Текст рецензии
=-=-=-=-=

Александр Ласки н. Время, назад! М., «Новое литературное обозрение», 2008.
У Анри де Ренье есть роман с таким названием. Там, если мне память не изменяет, герой настойчиво хочет повторить во всем жизнь своего прадеда. Странная причуда. Но демонстрирует, до чего это интересно — оживить прошлое. Интересно увидеть не вымысел, а настоящую жизнь. Ведь и в вымысле ценится именно правдоподобие. Реальность изобретательнее, чем любая фантазия. Неожиданнее, и есть чему поучиться.
Так что писатели, которые обращаются к прошлому, стараются не зря. Не у всех, правда, это получается. Честно говоря, редко это получается. А Ласкин с этой увлекательной задачей справляется так, что она кажется легкой. «Если вы считаете, что прошлое завершилось, — говорит он, — то тут дело в вас самих».
Во-первых, привлекает документальная основа. Во-вторых, глубокий и изящный комментарий, да-да, глубокий и изящный — необычное и счастливое сочетание, постараюсь в дальнейшем его показать. В самом названии книги — «Время, назад!» — (в отличие от «Время, вперед!») мне чудятся повелительные формулы, которыми в волшебных сказках совершаются волшебные действия. Короткие абзацы, иногда величиной в одно не слишком распространенное предложение, живописно и весело иллюстрируют сведения, полученные от «свидетелей сего былого». Оживают фотографии, живут и дышат давние истории.

=-=-=-=-=

Выдержка из данных
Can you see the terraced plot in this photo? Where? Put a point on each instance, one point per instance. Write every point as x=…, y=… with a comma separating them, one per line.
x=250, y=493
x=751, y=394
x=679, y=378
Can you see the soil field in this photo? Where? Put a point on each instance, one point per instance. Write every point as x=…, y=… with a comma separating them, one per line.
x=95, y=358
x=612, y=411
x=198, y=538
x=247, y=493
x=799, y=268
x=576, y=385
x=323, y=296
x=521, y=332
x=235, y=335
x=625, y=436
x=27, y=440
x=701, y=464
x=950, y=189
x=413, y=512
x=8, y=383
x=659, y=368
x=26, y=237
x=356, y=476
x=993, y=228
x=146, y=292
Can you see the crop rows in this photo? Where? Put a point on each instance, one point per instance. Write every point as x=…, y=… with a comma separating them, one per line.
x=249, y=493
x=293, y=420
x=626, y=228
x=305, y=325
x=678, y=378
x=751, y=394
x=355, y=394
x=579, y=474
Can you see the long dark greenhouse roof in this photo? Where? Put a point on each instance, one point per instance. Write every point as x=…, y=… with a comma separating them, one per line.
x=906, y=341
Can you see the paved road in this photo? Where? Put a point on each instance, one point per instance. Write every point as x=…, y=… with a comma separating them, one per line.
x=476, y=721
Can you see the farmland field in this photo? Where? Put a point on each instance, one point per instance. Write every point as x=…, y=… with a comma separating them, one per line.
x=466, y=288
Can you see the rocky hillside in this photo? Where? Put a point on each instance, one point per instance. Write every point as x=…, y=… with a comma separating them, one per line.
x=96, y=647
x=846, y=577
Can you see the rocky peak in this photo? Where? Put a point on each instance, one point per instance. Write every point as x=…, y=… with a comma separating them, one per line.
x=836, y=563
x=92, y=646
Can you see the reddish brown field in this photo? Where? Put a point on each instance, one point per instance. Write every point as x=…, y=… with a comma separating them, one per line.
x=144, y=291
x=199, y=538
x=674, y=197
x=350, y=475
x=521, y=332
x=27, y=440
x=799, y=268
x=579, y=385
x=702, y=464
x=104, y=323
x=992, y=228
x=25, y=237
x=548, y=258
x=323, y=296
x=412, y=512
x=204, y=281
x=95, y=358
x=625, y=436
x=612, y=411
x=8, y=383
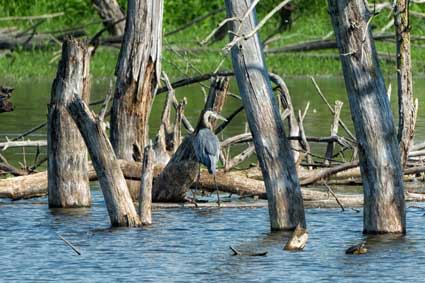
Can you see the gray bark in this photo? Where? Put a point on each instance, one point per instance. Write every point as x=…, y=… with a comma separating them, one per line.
x=407, y=116
x=272, y=147
x=68, y=181
x=110, y=12
x=117, y=197
x=138, y=72
x=145, y=195
x=379, y=154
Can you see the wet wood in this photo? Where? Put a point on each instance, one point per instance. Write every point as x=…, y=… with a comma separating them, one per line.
x=298, y=239
x=145, y=195
x=138, y=73
x=384, y=209
x=111, y=14
x=406, y=105
x=68, y=181
x=239, y=253
x=272, y=147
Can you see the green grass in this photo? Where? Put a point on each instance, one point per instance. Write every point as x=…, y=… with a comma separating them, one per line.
x=312, y=22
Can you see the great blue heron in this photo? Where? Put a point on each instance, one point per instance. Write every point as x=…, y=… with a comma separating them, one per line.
x=207, y=146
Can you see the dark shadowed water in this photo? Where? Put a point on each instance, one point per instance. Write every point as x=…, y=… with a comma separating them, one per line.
x=191, y=245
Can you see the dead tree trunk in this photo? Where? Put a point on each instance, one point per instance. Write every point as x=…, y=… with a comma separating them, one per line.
x=180, y=172
x=272, y=147
x=145, y=194
x=111, y=14
x=117, y=197
x=379, y=154
x=406, y=122
x=68, y=180
x=138, y=72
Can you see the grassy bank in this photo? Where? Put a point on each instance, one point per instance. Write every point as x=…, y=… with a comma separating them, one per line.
x=311, y=22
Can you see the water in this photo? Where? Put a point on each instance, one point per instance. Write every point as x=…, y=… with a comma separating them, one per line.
x=191, y=245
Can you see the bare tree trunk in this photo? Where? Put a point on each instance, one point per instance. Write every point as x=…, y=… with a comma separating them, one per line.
x=145, y=194
x=111, y=14
x=138, y=72
x=68, y=181
x=272, y=147
x=379, y=154
x=406, y=122
x=117, y=197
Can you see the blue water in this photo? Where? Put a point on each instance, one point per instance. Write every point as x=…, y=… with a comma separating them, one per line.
x=192, y=245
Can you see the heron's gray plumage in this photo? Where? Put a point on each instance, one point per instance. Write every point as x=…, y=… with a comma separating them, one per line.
x=207, y=149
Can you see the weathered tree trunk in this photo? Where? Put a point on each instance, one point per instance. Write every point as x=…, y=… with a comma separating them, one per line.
x=272, y=147
x=68, y=181
x=180, y=172
x=138, y=73
x=110, y=12
x=117, y=197
x=406, y=122
x=334, y=132
x=145, y=195
x=379, y=154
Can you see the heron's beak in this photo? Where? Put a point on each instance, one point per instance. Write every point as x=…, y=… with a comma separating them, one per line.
x=219, y=117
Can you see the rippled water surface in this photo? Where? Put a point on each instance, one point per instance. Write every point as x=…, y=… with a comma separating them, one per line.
x=191, y=245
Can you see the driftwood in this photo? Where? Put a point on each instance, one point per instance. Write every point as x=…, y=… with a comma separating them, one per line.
x=68, y=183
x=379, y=153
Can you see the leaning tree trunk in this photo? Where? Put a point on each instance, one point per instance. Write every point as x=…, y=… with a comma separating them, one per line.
x=406, y=122
x=137, y=72
x=68, y=180
x=384, y=209
x=111, y=14
x=273, y=150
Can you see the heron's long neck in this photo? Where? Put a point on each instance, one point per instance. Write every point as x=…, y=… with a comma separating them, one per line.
x=206, y=122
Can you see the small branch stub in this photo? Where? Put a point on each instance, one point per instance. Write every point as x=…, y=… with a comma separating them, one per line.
x=298, y=239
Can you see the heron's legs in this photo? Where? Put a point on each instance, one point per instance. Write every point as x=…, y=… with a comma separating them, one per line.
x=216, y=190
x=197, y=181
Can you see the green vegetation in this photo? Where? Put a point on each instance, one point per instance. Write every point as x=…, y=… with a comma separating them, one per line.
x=311, y=22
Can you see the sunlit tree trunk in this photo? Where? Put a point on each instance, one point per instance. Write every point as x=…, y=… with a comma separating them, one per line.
x=407, y=116
x=379, y=154
x=273, y=149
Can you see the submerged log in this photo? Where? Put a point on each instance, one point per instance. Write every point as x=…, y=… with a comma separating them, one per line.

=-=-=-=-=

Условие задачи
Пожалуйста, перепишите фрагмент рецензии, начиная с «Александр Ласки н.» и заканчивая «есть чему поучиться.», и замените в нем «прадеда» на «деда». Отвечайте, опираясь только на рецензию.

Ожидаемый результат
Александр Ласки н. Время, назад! М., «Новое литературное обозрение», 2008.
У Анри де Ренье есть роман с таким названием. Там, если мне память не изменяет, герой настойчиво хочет повторить во всем жизнь своего деда. Странная причуда. Но демонстрирует, до чего это интересно — оживить прошлое. Интересно увидеть не вымысел, а настоящую жизнь. Ведь и в вымысле ценится именно правдоподобие. Реальность изобретательнее, чем любая фантазия. Неожиданнее, и есть чему поучиться.